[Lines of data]
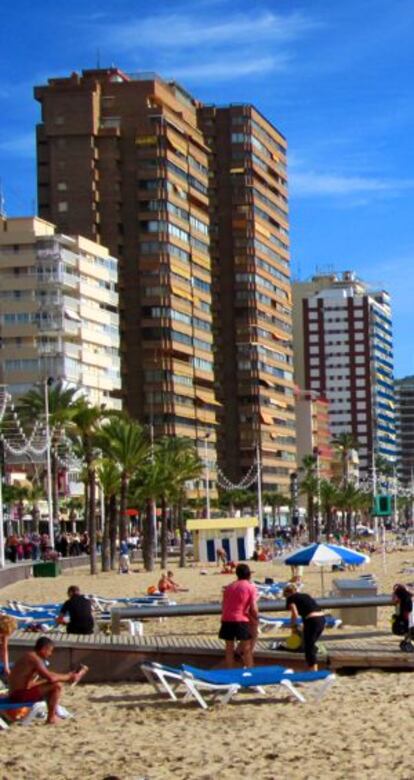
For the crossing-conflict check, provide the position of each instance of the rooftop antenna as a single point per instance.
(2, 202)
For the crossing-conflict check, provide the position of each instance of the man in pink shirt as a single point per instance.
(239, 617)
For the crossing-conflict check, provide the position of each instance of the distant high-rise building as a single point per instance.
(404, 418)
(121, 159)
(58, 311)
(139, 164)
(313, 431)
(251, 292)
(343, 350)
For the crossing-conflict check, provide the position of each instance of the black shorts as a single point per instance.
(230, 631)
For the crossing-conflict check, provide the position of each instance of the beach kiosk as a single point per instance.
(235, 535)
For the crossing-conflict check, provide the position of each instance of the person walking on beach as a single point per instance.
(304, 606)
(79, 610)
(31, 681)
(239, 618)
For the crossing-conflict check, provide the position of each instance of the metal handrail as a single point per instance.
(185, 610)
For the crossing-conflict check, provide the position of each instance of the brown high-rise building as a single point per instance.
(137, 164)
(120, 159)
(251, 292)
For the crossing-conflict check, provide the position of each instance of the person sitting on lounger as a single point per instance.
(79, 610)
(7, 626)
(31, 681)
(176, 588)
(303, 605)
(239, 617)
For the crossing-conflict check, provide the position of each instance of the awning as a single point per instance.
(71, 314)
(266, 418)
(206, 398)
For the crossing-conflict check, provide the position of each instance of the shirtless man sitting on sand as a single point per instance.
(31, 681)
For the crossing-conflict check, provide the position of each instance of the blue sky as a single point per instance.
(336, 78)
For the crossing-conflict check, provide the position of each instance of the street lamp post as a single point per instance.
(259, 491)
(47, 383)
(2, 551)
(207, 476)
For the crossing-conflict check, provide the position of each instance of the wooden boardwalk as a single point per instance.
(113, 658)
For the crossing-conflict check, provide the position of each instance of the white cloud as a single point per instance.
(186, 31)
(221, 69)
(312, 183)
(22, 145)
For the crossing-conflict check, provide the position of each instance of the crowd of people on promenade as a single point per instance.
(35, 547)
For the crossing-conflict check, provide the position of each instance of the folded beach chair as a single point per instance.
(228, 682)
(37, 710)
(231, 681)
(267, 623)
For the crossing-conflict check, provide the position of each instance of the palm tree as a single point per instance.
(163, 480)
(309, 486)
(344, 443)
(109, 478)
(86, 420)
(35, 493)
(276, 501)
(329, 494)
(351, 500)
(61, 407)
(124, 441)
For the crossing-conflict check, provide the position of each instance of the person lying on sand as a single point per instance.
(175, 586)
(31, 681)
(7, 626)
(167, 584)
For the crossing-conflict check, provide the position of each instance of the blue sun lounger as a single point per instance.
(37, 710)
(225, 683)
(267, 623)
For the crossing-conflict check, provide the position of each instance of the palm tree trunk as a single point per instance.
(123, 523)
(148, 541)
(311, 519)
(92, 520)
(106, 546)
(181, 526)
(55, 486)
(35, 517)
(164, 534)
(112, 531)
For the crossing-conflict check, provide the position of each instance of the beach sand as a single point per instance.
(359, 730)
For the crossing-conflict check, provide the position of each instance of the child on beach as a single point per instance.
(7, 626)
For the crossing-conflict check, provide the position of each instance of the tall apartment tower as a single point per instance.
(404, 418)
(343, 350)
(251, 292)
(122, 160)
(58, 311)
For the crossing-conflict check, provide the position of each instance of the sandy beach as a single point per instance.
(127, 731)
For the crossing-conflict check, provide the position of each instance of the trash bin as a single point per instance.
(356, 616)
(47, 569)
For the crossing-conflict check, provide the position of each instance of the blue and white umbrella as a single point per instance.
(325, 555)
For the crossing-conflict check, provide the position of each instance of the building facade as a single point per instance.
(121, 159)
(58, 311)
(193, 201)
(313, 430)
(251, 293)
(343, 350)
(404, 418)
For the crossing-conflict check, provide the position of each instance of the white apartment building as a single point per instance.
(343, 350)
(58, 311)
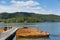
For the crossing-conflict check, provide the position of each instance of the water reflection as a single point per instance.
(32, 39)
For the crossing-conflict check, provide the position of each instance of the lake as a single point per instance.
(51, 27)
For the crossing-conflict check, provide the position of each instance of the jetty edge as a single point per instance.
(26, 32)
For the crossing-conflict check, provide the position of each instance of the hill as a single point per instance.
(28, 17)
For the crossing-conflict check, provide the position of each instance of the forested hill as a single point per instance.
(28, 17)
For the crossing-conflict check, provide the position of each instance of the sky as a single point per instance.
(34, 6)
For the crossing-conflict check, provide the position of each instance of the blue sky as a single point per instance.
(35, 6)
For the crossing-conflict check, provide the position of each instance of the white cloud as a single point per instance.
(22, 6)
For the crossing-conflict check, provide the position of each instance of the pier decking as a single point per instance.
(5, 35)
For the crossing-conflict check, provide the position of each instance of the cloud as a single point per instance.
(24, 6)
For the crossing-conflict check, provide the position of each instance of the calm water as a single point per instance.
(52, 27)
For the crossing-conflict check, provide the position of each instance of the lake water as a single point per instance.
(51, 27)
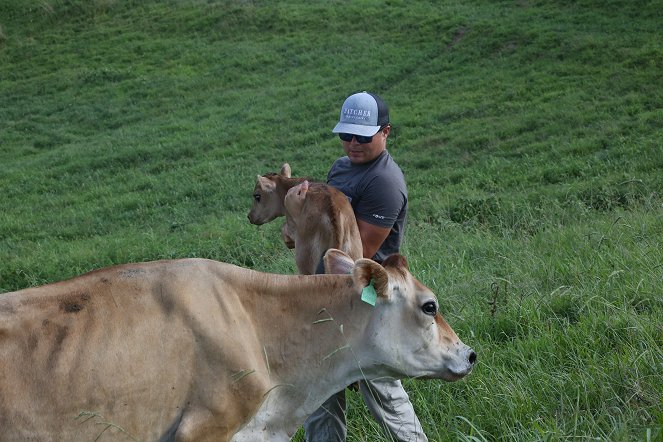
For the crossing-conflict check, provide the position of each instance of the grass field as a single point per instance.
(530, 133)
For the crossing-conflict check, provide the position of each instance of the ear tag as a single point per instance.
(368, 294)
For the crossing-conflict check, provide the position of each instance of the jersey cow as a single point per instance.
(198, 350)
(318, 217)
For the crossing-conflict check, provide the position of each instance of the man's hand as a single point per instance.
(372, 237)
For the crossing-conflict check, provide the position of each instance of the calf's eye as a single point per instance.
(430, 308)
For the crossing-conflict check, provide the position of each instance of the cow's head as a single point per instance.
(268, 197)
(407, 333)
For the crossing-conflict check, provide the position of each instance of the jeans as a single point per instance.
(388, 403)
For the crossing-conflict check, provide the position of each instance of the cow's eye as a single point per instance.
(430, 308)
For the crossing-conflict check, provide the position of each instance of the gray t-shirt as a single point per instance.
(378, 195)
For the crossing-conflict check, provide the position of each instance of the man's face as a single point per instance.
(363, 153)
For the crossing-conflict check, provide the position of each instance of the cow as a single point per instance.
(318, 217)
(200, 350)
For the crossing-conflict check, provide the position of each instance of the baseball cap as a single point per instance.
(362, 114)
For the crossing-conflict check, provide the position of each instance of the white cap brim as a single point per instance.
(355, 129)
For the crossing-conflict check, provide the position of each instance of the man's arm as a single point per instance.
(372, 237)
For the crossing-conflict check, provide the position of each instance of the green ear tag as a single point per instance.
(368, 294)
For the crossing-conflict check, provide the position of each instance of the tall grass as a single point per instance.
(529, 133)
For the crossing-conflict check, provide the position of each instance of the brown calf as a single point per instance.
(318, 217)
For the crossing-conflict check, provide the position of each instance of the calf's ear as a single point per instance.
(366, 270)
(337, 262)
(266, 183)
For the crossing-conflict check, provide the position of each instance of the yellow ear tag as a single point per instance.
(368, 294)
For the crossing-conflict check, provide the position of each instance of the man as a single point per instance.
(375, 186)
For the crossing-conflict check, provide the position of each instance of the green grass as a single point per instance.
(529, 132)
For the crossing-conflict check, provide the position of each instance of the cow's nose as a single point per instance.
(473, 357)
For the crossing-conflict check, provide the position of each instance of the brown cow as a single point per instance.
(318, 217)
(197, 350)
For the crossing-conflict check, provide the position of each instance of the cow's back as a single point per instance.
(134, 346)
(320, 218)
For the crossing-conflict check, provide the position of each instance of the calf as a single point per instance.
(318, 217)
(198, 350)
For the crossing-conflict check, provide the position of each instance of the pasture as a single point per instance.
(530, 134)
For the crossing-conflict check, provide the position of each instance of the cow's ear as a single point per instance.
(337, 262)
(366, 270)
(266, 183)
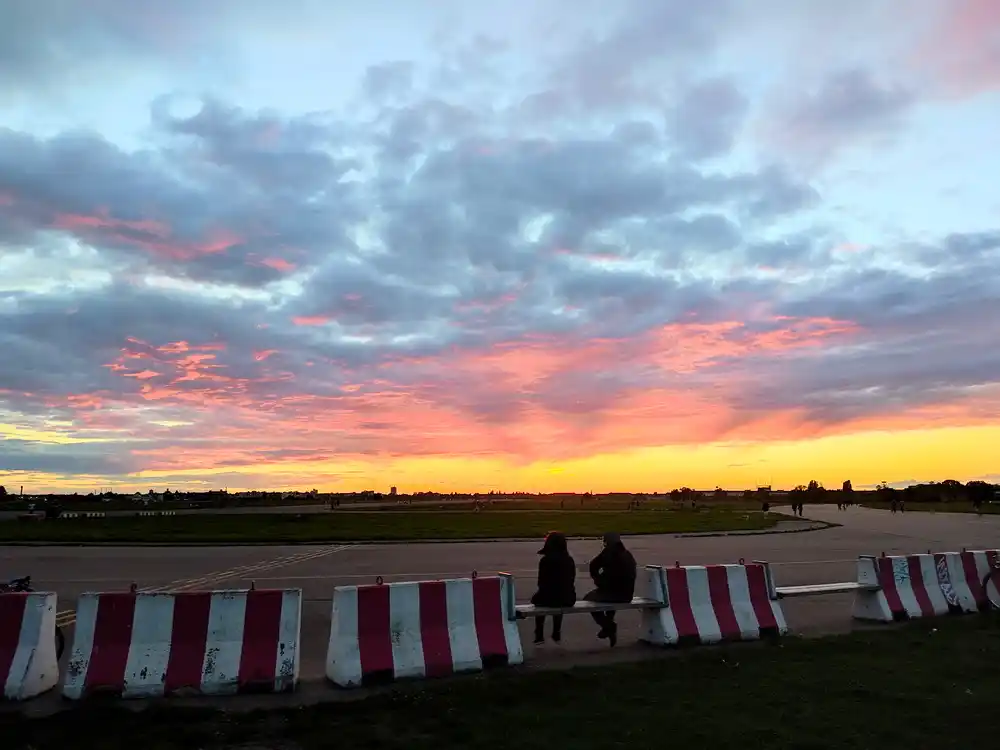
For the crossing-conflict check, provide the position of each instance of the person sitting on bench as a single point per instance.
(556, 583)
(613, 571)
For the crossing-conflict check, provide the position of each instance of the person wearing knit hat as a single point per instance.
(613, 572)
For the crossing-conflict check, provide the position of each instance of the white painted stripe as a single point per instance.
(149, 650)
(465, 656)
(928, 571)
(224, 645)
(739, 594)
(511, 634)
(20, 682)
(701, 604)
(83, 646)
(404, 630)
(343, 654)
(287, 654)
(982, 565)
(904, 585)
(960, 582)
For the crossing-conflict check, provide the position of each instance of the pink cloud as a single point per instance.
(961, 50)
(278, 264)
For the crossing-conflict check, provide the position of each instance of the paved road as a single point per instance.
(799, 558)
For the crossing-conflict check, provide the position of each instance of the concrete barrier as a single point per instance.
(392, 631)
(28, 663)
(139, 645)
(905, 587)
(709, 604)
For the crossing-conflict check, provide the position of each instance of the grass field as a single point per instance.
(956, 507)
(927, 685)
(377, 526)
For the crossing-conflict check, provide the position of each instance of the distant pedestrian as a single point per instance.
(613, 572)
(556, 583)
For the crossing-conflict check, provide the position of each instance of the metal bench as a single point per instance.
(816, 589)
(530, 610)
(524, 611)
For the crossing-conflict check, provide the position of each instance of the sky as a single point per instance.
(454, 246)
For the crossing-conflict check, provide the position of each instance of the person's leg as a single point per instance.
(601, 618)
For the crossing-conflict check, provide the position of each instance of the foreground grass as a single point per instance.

*Task instructions*. Copy out every line from the one containing "pedestrian as a single point per instance." to the end of the material, both ends included.

*Response*.
For the crossing-conflict check, provide the position of each instance of the distant pedestrian as a single point per instance.
(613, 572)
(556, 583)
For the crossing-conflict check, provide the position of each instance of the metal bench as a single point per instance.
(816, 589)
(530, 610)
(524, 611)
For the crossing-conflict check, provide the position of each instance of the sky as a single point per instance.
(454, 246)
For the crossing-conflict check, provide the position of each instance of the person's leg as a single point per instance.
(601, 618)
For the crossing-conflict check, provide the position of each instance of the foreground grass as a single point per instance.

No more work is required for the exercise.